* start DATA TO USE *
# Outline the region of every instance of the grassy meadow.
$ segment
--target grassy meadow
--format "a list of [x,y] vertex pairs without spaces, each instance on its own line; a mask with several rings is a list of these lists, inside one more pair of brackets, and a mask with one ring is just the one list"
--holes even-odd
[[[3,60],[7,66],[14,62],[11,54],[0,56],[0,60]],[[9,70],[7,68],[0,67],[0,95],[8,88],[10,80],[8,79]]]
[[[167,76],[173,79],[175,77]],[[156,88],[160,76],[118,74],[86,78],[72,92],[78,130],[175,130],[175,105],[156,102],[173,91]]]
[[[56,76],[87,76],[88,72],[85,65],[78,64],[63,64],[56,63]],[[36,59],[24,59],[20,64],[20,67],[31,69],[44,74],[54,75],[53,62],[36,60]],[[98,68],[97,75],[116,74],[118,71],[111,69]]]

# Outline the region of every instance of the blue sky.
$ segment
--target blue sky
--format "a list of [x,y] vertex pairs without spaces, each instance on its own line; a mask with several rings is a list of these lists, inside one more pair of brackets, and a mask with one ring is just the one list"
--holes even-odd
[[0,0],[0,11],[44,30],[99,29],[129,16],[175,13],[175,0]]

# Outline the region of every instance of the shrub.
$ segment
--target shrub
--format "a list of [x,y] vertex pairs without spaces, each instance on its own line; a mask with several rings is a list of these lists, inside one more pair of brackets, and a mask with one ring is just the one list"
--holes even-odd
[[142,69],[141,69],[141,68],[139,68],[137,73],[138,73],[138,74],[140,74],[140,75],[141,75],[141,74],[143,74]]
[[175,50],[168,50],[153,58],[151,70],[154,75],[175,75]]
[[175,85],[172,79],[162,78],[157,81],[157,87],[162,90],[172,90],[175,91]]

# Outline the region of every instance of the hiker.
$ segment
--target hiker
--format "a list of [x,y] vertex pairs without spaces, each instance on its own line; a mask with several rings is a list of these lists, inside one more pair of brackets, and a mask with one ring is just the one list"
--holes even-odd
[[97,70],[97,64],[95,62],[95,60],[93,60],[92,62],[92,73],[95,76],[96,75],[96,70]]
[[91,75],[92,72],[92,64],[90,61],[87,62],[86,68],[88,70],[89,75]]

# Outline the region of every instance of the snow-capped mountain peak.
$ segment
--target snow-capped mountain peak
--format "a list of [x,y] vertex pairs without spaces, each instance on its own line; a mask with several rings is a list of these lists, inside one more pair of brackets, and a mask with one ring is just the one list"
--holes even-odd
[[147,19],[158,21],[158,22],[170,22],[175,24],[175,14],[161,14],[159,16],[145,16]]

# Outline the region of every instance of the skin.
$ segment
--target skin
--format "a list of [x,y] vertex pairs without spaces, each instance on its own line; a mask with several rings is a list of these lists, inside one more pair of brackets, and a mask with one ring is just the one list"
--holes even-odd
* end DATA TO USE *
▶ [EXERCISE INSTRUCTIONS]
Repeat all the entries word for word.

▶ [RESPONSE BELOW]
# Outline the region of every instance of the grassy meadow.
$ segment
--target grassy meadow
--format "a list of [x,y] vertex pairs without spaces, each instance on its own line; a mask with several rings is a list of these lists, inside one more pair of brackets, and a mask with one ring is just the one list"
--holes even-odd
[[[3,60],[7,66],[14,62],[11,54],[0,56],[0,60]],[[9,70],[7,68],[0,67],[0,95],[8,88],[10,80],[8,79]]]
[[[167,76],[173,79],[175,77]],[[156,88],[160,76],[118,74],[86,78],[72,92],[78,130],[175,130],[175,105],[156,102],[173,91]]]
[[[56,76],[87,76],[88,72],[85,65],[78,64],[63,64],[56,63]],[[36,59],[24,59],[20,64],[20,67],[31,69],[44,74],[54,75],[53,62],[36,60]],[[98,68],[97,75],[116,74],[118,71],[111,69]]]

# Outline the region of every instance of the blue sky.
$ segment
--target blue sky
--format "a list of [x,y] vertex pairs without spaces, each instance on its own line; a mask with several rings is a list of these lists, inside one more pair of brackets, and a mask with one ring is just the one list"
--holes even-odd
[[0,0],[0,11],[44,30],[99,29],[129,16],[175,13],[175,0]]

# Outline the region of every instance of the shrub.
$ segment
--target shrub
--format "a list of [x,y] vertex pairs without spaces, each instance on its own line; a mask with several rings is a list of these lists, inside one more pair of brackets, and a mask with one ring is just the one list"
--holes even-odd
[[142,69],[141,69],[141,68],[139,68],[137,73],[138,73],[138,74],[140,74],[140,75],[141,75],[141,74],[143,74]]
[[175,50],[168,50],[153,58],[151,70],[154,75],[175,75]]
[[175,85],[172,79],[162,78],[157,81],[157,87],[162,90],[172,90],[175,91]]

# Outline the region of every instance of the hiker.
$ segment
--target hiker
--format "a list of [x,y] vertex pairs without spaces, each instance on its own line; a mask with several rings is a list of these lists, inside one more pair of brackets, and a mask with one ring is just the one list"
--holes even-odd
[[97,70],[97,64],[95,62],[95,60],[93,60],[92,62],[92,73],[95,76],[96,75],[96,70]]
[[91,75],[92,72],[92,64],[90,61],[87,62],[86,68],[88,70],[89,75]]

# Outline the region of every instance of the snow-capped mountain peak.
$ segment
--target snow-capped mountain peak
--format "a list of [x,y] vertex pairs without spaces, each instance on its own line; a mask with several rings is a list of these lists, inside one more pair of brackets, and a mask with one ring is just the one list"
--holes even-odd
[[147,19],[158,21],[158,22],[170,22],[175,24],[175,14],[161,14],[159,16],[145,16]]

# Outline the region of every instance of the skin.
$ segment
--target skin
--format "a list of [x,y] vertex pairs without spaces, each instance on its own line; a mask with several rings is a list of these lists, inside one more pair of brackets, and a mask with one ring is just the one list"
--holes even-odd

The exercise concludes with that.